> **Goal of the exercise**: Please reproduce the listing below line for line, with no changes.
>>>
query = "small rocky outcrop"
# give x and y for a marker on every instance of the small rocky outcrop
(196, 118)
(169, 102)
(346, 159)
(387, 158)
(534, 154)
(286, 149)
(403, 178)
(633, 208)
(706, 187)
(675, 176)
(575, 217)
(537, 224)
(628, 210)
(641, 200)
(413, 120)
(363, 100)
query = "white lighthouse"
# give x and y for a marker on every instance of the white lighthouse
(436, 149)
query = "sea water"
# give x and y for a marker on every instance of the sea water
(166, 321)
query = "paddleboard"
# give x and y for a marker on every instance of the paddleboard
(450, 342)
<<<
> **Answer to this problem**:
query = "small rocky outcrop"
# give x and y for a marker on every instance of the small rocky outcrop
(196, 118)
(169, 102)
(346, 159)
(387, 158)
(534, 154)
(286, 149)
(403, 178)
(633, 208)
(706, 187)
(675, 176)
(575, 217)
(537, 224)
(628, 210)
(641, 200)
(413, 120)
(363, 100)
query = "white lighthouse"
# give x and y for a marker on every instance of the white lighthouse
(436, 149)
query = "sea water"
# give x and y for a marker on every instance of the sea water
(166, 321)
query = "paddleboard"
# give x and y for a marker on every instance of the paddleboard
(450, 342)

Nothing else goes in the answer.